What to produce → Convert every line of the records below into a Markdown table with two columns, "Row" holding the row number and "Line" holding the line itself. Leave out blank lines.

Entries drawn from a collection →

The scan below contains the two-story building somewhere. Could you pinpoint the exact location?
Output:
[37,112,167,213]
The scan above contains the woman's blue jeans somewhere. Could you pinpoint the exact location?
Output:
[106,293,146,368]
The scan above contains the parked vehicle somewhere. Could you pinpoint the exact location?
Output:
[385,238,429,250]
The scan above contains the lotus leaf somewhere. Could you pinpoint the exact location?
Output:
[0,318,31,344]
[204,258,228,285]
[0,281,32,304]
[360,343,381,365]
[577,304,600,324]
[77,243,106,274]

Answer below →
| Row | Line |
|---|---|
| 1 | The scan below contains the two-story building somewhere. Could you pinpoint the exact location? |
| 2 | Output: |
| 3 | [37,112,167,213] |
| 4 | The scan above contains the woman's blue jeans somewhere. Could you pinpoint the exact location? |
| 5 | Output: |
| 6 | [106,293,146,368] |
| 7 | The scan above contains the parked vehicle somewhere. Could you pinpoint the exact location? |
| 8 | Output: |
| 9 | [385,238,429,250] |
| 10 | The scan above contains the lotus leaf somewhere. Could you pinpoint the exact location? |
| 11 | Output: |
| 12 | [0,318,31,344] |
| 13 | [204,258,228,285] |
| 14 | [0,281,32,304] |
| 15 | [360,343,381,365] |
| 16 | [577,304,600,324] |
| 17 | [77,243,106,274] |